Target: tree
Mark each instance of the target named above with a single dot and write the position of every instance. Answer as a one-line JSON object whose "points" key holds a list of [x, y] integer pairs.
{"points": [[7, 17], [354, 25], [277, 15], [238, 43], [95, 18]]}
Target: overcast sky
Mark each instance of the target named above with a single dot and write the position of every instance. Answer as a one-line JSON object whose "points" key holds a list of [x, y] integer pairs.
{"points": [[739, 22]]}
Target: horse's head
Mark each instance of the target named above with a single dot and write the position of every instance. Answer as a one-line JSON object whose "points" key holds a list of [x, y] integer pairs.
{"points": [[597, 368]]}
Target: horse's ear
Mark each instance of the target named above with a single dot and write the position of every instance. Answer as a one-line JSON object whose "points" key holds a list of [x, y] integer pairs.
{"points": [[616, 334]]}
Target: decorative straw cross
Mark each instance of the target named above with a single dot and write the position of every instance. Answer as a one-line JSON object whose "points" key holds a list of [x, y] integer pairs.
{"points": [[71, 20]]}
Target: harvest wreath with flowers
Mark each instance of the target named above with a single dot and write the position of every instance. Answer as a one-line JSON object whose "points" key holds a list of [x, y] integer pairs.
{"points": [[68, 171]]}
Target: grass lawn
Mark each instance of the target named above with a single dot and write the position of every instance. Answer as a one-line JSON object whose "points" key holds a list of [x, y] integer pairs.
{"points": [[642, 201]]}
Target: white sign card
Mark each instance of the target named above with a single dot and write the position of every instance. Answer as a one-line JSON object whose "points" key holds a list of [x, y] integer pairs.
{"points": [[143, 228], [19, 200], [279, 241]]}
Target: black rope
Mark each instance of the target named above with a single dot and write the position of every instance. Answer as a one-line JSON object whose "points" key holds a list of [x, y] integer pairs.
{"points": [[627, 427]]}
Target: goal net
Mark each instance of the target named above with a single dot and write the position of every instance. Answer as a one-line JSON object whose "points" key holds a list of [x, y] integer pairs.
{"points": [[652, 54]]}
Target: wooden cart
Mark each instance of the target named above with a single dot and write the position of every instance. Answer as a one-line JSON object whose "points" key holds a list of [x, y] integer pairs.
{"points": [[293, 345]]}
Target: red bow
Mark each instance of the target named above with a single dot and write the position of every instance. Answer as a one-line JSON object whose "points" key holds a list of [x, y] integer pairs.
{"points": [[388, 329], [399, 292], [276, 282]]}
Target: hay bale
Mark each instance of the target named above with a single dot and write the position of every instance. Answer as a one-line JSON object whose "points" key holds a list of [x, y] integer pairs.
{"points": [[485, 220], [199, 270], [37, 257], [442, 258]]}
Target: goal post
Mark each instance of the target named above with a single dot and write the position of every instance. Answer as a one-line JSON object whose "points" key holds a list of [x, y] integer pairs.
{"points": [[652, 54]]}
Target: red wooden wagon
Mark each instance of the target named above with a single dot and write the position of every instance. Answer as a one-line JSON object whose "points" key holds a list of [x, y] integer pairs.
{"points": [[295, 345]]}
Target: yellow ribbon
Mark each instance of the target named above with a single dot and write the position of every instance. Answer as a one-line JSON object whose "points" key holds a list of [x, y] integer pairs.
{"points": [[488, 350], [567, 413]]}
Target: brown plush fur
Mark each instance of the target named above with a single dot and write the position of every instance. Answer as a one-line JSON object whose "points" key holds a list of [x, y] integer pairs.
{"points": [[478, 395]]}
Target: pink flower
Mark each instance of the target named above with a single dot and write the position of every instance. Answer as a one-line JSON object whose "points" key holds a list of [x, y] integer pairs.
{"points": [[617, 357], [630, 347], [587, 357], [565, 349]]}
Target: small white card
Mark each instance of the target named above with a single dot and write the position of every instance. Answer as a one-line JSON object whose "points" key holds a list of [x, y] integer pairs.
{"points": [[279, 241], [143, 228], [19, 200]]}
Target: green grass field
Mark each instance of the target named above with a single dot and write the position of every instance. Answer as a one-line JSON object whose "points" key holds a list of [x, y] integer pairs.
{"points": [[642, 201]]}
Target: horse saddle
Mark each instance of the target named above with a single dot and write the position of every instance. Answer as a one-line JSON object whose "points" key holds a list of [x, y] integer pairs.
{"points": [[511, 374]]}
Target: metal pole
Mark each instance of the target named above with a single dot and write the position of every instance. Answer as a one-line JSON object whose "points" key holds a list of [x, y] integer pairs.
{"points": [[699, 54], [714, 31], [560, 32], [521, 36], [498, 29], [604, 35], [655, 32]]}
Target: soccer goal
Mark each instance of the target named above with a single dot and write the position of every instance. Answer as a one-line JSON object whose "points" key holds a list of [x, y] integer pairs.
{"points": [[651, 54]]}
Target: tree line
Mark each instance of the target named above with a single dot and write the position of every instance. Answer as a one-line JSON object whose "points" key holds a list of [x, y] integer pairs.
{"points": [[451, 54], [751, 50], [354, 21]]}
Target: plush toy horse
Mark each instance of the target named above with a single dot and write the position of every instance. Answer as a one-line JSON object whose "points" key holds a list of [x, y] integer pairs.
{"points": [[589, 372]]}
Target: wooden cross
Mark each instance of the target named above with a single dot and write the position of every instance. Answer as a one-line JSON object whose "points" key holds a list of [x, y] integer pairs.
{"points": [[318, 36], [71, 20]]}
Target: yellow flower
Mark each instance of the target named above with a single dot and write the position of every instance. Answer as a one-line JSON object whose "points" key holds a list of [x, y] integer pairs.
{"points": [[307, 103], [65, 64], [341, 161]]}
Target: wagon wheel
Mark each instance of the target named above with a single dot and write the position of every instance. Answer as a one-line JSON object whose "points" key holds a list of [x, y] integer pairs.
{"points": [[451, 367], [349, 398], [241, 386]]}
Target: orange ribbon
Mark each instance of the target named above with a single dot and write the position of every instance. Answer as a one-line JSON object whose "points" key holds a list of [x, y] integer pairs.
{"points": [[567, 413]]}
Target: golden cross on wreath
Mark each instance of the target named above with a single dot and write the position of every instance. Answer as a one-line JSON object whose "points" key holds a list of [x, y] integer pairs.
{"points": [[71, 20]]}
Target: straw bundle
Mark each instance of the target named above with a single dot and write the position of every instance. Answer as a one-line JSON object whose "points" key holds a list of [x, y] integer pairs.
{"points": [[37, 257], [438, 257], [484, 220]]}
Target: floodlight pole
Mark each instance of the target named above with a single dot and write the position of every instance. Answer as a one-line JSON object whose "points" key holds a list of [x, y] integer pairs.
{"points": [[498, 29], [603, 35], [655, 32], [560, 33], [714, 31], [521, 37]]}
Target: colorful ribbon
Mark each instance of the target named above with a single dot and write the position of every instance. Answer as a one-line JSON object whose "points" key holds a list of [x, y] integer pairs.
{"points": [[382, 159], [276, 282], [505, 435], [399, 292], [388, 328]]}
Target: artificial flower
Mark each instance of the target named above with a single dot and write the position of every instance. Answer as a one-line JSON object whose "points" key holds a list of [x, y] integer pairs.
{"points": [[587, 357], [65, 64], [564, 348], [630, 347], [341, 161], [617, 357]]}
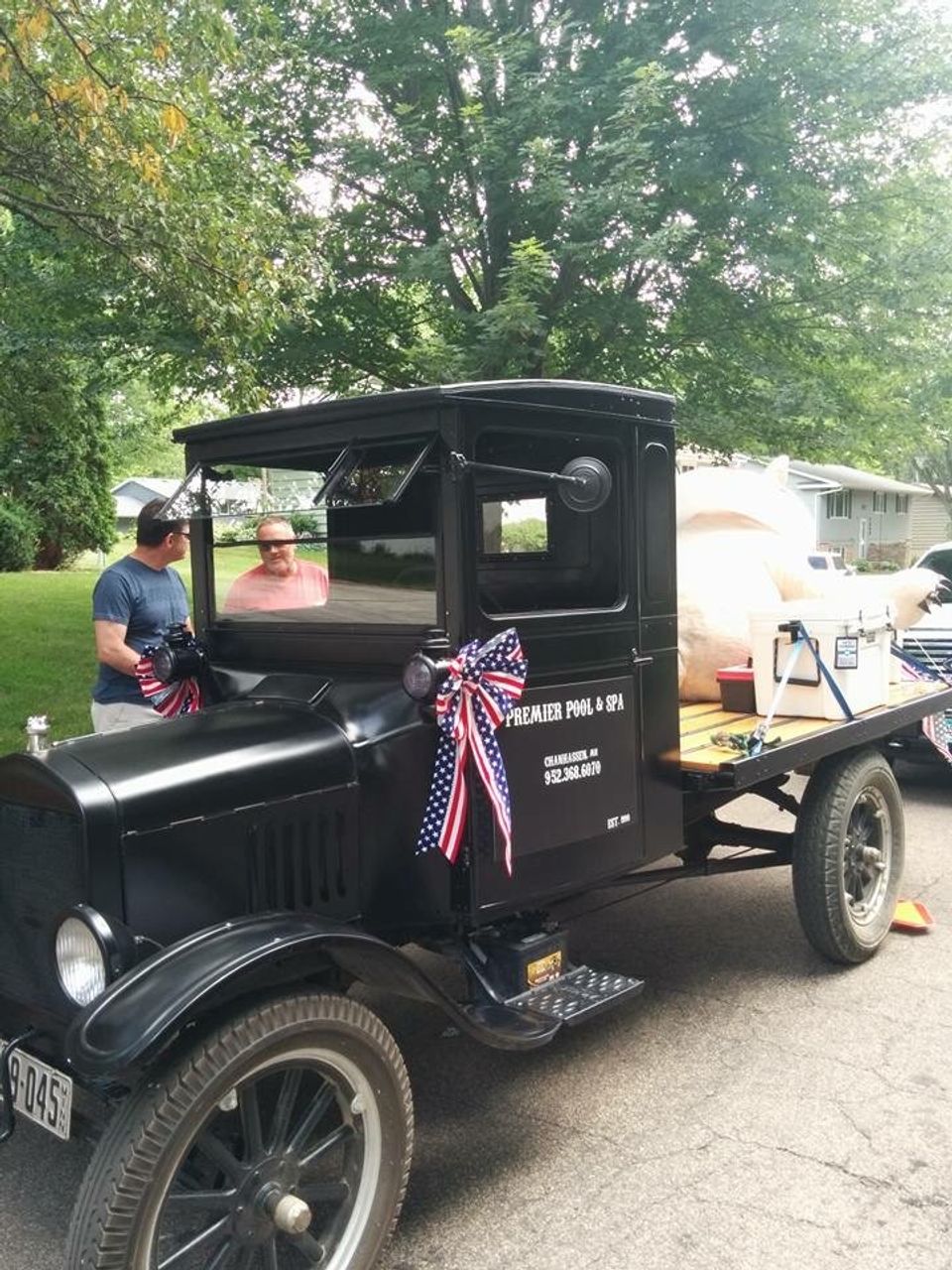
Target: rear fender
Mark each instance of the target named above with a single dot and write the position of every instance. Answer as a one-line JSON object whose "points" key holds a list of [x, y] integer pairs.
{"points": [[140, 1016]]}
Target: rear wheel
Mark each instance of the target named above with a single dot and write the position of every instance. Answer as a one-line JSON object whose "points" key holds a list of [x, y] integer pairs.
{"points": [[282, 1141], [848, 855]]}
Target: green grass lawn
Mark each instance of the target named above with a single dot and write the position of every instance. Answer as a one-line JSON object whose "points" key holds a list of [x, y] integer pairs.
{"points": [[48, 663]]}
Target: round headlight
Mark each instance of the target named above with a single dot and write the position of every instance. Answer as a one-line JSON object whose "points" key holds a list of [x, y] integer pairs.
{"points": [[80, 961], [419, 677]]}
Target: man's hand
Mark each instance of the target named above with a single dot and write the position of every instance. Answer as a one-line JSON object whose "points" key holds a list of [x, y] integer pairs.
{"points": [[112, 648]]}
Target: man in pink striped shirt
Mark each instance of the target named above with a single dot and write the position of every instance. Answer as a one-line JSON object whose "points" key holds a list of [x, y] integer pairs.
{"points": [[281, 580]]}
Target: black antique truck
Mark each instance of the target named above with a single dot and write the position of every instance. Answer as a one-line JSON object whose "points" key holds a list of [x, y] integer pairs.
{"points": [[476, 720]]}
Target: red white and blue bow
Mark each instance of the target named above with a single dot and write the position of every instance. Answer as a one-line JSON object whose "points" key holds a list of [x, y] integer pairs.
{"points": [[481, 688], [181, 697]]}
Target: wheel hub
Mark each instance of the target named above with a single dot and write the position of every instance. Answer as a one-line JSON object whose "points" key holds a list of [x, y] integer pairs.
{"points": [[266, 1202], [866, 856]]}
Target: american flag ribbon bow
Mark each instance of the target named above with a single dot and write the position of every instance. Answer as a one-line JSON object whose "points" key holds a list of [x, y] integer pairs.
{"points": [[483, 685], [180, 697]]}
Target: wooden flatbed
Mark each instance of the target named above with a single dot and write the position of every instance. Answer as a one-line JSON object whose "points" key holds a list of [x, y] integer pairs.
{"points": [[801, 740]]}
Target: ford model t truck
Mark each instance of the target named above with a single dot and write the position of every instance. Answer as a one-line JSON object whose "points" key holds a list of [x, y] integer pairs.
{"points": [[184, 906]]}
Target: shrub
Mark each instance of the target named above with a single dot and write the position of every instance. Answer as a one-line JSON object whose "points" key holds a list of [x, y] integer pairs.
{"points": [[19, 534], [875, 566]]}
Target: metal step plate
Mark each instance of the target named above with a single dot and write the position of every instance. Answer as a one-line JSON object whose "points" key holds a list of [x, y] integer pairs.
{"points": [[578, 994]]}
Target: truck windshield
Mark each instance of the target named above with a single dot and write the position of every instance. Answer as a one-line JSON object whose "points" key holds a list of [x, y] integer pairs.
{"points": [[350, 538]]}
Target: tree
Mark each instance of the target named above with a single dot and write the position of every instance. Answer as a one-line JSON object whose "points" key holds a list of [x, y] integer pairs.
{"points": [[55, 456], [693, 197], [114, 136]]}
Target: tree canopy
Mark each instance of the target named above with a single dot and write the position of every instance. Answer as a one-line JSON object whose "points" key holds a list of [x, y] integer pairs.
{"points": [[747, 204], [117, 136]]}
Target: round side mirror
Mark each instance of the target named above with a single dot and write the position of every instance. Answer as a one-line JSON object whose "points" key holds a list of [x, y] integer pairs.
{"points": [[588, 484]]}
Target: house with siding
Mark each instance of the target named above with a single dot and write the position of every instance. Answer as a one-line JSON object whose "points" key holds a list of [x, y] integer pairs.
{"points": [[862, 516], [858, 515], [132, 494]]}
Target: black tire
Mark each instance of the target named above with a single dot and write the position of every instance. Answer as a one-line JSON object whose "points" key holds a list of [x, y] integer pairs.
{"points": [[848, 855], [302, 1097]]}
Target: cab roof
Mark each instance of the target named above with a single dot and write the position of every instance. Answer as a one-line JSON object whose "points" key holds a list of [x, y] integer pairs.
{"points": [[570, 395]]}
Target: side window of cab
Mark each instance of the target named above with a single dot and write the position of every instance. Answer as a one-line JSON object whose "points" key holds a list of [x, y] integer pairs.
{"points": [[535, 553]]}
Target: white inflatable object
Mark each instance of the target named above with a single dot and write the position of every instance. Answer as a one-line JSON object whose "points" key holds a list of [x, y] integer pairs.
{"points": [[743, 541]]}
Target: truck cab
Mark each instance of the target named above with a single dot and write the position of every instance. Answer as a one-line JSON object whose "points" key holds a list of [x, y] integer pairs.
{"points": [[436, 683], [221, 878]]}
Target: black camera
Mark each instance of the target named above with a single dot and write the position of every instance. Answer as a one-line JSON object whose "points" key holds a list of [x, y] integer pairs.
{"points": [[178, 657]]}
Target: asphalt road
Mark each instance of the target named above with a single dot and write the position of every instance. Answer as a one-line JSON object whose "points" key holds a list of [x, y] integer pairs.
{"points": [[756, 1107]]}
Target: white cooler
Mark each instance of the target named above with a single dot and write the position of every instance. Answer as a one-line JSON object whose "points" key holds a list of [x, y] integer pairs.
{"points": [[855, 647]]}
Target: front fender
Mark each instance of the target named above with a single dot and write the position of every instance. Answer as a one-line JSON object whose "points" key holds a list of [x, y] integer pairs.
{"points": [[140, 1015]]}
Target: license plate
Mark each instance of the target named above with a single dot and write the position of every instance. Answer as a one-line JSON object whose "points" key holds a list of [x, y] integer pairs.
{"points": [[42, 1093]]}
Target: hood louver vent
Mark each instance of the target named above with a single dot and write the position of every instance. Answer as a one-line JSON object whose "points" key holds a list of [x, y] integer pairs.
{"points": [[301, 862]]}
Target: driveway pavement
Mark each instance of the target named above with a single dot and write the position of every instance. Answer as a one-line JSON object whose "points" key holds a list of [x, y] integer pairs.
{"points": [[756, 1107]]}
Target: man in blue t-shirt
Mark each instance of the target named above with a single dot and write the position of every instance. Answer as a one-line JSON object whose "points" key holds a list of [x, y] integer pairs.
{"points": [[135, 602]]}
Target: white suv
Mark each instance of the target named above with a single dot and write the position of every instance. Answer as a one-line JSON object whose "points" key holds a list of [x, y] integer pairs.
{"points": [[930, 639]]}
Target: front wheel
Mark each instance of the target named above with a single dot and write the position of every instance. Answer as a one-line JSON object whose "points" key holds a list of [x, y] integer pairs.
{"points": [[848, 855], [281, 1141]]}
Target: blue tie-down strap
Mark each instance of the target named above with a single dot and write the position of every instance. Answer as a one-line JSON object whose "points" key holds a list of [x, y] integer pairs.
{"points": [[757, 740]]}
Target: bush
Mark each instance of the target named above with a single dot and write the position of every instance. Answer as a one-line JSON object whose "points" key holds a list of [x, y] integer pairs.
{"points": [[19, 534], [875, 566]]}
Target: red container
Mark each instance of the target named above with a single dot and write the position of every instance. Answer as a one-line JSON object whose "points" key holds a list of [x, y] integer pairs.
{"points": [[737, 684]]}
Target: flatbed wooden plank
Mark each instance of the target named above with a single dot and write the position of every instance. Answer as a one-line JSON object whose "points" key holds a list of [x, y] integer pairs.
{"points": [[697, 753]]}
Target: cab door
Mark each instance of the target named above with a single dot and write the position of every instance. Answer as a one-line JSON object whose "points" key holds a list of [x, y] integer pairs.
{"points": [[566, 580]]}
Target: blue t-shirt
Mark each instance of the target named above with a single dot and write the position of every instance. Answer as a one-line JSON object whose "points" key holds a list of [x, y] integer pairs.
{"points": [[146, 602]]}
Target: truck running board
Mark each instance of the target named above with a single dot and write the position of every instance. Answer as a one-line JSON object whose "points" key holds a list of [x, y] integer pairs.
{"points": [[578, 994]]}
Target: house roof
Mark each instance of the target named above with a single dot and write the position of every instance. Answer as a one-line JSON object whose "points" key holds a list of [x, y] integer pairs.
{"points": [[160, 486], [853, 477]]}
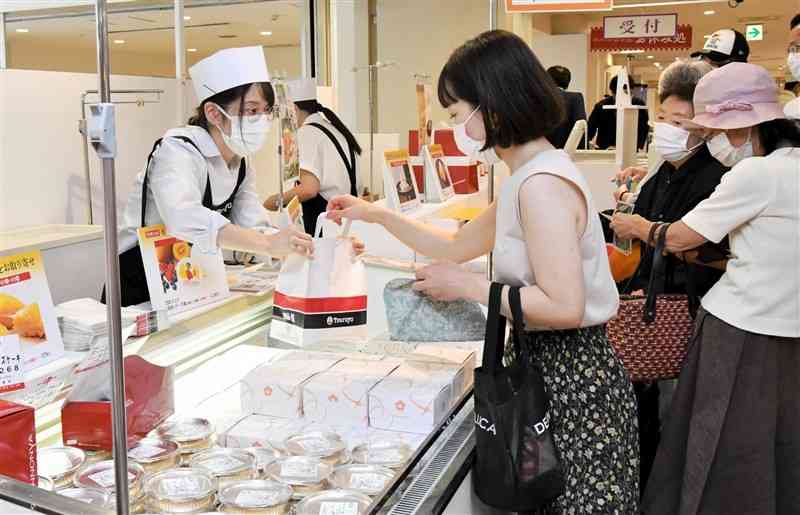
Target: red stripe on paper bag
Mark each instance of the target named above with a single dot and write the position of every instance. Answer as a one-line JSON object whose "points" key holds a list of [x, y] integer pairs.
{"points": [[320, 305]]}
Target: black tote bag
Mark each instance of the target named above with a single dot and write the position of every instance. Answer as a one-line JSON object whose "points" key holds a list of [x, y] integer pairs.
{"points": [[517, 467]]}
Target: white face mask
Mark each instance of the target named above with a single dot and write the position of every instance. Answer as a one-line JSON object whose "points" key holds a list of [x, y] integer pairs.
{"points": [[793, 61], [672, 142], [722, 150], [468, 146], [248, 133]]}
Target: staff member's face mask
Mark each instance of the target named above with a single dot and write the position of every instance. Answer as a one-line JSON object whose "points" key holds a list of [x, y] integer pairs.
{"points": [[470, 146], [247, 133]]}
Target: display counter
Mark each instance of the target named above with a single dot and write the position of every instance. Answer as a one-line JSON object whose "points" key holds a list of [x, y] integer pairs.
{"points": [[211, 349]]}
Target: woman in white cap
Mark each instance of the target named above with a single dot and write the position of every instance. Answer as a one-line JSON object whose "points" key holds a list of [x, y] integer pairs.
{"points": [[732, 440], [327, 155], [197, 181]]}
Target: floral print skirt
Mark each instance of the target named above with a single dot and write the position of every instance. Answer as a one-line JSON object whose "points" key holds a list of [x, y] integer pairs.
{"points": [[593, 409]]}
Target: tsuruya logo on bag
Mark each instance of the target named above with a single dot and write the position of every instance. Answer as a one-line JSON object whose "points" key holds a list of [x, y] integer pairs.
{"points": [[543, 425], [485, 424]]}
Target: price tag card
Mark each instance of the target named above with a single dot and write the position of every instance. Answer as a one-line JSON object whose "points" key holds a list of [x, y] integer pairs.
{"points": [[367, 482], [180, 486], [11, 367], [145, 452], [222, 464], [338, 508], [299, 470]]}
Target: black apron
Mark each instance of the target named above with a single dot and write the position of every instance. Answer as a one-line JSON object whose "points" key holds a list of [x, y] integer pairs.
{"points": [[133, 281], [317, 205]]}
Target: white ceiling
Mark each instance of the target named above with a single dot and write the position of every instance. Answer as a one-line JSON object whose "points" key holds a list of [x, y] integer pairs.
{"points": [[152, 31]]}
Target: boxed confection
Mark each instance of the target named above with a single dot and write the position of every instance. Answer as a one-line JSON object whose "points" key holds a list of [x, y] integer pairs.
{"points": [[17, 442], [414, 398], [260, 431], [276, 389], [341, 395], [463, 358]]}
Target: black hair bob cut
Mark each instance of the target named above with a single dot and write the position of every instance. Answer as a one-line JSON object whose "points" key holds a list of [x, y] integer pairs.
{"points": [[499, 73]]}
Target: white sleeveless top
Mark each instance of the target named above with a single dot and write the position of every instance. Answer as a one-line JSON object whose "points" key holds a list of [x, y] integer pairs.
{"points": [[511, 263]]}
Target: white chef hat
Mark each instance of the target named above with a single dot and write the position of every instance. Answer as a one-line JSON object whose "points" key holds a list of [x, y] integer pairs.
{"points": [[227, 69], [303, 89]]}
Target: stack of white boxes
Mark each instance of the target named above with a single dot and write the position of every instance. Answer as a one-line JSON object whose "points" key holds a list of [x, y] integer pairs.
{"points": [[355, 395]]}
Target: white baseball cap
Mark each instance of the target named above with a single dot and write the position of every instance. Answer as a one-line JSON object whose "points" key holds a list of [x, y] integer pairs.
{"points": [[303, 89], [227, 69], [725, 45]]}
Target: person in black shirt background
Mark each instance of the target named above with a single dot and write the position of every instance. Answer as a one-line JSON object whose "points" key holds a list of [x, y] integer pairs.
{"points": [[688, 176], [603, 122], [574, 103]]}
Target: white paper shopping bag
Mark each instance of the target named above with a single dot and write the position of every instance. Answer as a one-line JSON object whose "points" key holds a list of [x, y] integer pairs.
{"points": [[324, 298]]}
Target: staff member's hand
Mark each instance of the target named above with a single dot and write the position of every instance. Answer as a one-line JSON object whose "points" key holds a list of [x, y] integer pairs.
{"points": [[446, 281], [628, 226], [292, 241], [352, 208], [271, 203]]}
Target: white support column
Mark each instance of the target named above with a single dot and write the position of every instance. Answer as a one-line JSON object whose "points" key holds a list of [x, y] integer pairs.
{"points": [[3, 48], [180, 63]]}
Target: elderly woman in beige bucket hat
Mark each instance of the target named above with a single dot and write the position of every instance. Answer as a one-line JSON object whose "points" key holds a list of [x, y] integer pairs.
{"points": [[732, 441]]}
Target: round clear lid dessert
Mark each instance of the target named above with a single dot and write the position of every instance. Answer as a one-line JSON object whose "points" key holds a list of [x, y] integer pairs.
{"points": [[318, 444], [185, 430], [102, 475], [300, 470], [344, 502], [177, 485], [152, 450], [367, 479], [56, 462], [88, 495], [390, 453], [256, 494], [265, 456], [223, 462]]}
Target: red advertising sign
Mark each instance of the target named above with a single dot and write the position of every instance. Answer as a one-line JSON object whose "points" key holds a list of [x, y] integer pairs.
{"points": [[682, 40]]}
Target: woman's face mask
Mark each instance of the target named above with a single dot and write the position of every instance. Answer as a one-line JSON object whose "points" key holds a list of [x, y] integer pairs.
{"points": [[470, 146], [247, 133], [723, 150]]}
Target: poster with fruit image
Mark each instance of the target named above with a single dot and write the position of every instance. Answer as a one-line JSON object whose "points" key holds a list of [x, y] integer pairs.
{"points": [[26, 310], [180, 277]]}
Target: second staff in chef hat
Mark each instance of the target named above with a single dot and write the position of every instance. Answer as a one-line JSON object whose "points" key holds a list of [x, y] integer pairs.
{"points": [[236, 97]]}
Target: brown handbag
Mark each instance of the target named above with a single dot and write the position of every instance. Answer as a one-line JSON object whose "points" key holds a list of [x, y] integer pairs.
{"points": [[651, 334]]}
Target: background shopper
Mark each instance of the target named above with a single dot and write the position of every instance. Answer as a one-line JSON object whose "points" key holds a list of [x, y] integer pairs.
{"points": [[547, 240], [732, 441], [574, 105]]}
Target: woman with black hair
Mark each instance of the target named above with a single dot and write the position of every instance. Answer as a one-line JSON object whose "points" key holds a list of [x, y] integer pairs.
{"points": [[197, 181], [548, 241], [328, 153]]}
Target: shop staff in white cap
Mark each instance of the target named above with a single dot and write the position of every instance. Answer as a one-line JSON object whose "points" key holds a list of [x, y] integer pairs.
{"points": [[197, 181], [328, 153], [724, 47]]}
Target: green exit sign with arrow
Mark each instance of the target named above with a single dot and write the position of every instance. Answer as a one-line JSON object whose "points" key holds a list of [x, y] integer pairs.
{"points": [[754, 33]]}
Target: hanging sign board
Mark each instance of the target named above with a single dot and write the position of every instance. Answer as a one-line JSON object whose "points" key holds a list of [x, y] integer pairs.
{"points": [[682, 40], [640, 26], [544, 6]]}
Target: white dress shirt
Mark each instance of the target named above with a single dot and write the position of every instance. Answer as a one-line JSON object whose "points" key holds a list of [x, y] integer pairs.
{"points": [[319, 157], [176, 185]]}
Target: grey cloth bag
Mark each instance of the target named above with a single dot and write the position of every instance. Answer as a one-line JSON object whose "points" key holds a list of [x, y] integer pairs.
{"points": [[414, 317]]}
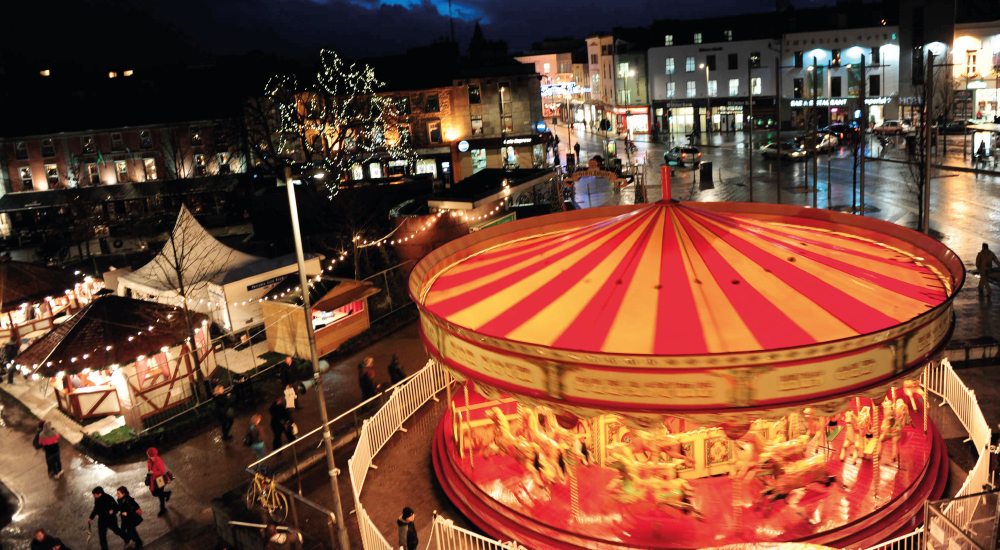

----

§ WHAT IS NEEDED: Gather every line in the rows above that contains the string "sign", and copy each line in full.

§ FINISHED ANSWER:
Target: white sign card
Target: red advertising sign
Target: green exit sign with arrow
Target: hanging sign board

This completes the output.